* Written exercise
Give the data a second time, exactly and in full.
═════ Provided information
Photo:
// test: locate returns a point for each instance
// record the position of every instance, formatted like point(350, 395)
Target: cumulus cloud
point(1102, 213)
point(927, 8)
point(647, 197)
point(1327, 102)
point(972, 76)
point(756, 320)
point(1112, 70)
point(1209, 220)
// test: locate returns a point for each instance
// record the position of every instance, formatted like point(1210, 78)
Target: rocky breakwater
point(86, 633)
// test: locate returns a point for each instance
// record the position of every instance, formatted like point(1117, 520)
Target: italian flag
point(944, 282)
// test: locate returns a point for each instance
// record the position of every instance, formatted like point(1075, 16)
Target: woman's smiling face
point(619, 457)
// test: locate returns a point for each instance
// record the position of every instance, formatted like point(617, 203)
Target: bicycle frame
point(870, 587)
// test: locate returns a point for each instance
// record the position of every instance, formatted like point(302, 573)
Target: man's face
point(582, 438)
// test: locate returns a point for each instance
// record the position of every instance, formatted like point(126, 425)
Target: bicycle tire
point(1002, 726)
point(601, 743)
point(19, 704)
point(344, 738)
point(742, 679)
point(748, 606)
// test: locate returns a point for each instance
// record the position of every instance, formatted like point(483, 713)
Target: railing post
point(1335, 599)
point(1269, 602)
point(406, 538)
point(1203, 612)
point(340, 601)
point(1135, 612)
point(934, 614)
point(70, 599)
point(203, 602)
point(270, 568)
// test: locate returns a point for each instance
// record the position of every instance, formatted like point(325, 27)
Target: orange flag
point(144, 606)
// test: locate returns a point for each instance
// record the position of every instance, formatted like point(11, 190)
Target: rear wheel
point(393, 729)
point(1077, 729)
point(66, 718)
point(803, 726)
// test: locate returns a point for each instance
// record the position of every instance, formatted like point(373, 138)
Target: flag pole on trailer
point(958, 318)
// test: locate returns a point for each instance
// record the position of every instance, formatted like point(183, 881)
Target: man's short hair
══════════
* Reply to the exercise
Photo:
// test: locate returns a point for each instance
// record the position of every instance, formatted like point(350, 395)
Target: cumulus cloud
point(1102, 213)
point(927, 8)
point(647, 197)
point(1327, 102)
point(972, 76)
point(756, 320)
point(1112, 70)
point(1209, 220)
// test: locate returns a point for each instance
// record the position of every instance, formatted like point(1210, 78)
Target: rocky breakwater
point(86, 633)
// test: locate returns a point for each instance
// record the position of every instance, formatted like point(1117, 520)
Target: italian flag
point(944, 282)
// test: locate returns a point for each instance
// record the position of every instance, formatted like point(1075, 16)
Target: woman's smiling face
point(619, 457)
// test: locate returns a point for each instance
// record the position of every instance, formatted like point(617, 203)
Target: bicycle frame
point(870, 587)
// test: locate returns a point for each instance
// record the position of every instance, formatted like point(302, 573)
Target: man's face
point(582, 438)
// test: locate returns a point for each instance
// record the position of every instance, formatted like point(126, 425)
Target: bicycle tire
point(1002, 726)
point(601, 743)
point(19, 704)
point(344, 738)
point(742, 679)
point(748, 606)
// test: locate returns a point for each instance
// record the position of every instance, formatted like point(483, 713)
Target: railing post
point(1335, 599)
point(1269, 602)
point(406, 538)
point(1203, 612)
point(340, 601)
point(1135, 612)
point(934, 614)
point(70, 599)
point(203, 602)
point(270, 568)
// test: locate returns a point for each instance
// record the position of every instance, formatted like point(325, 27)
Target: orange flag
point(144, 606)
// test: locate returns a point for each instance
// record the position of every instance, formatted like point(11, 190)
Target: rear wheel
point(393, 729)
point(1077, 729)
point(66, 718)
point(803, 726)
// test: locate returns a point for each instance
// record the position of every instance, formatted like point(373, 138)
Target: flag pole on trailer
point(958, 318)
// test: locate returns a point for each instance
// record the position of every instance, formatted like point(183, 881)
Target: man's short hair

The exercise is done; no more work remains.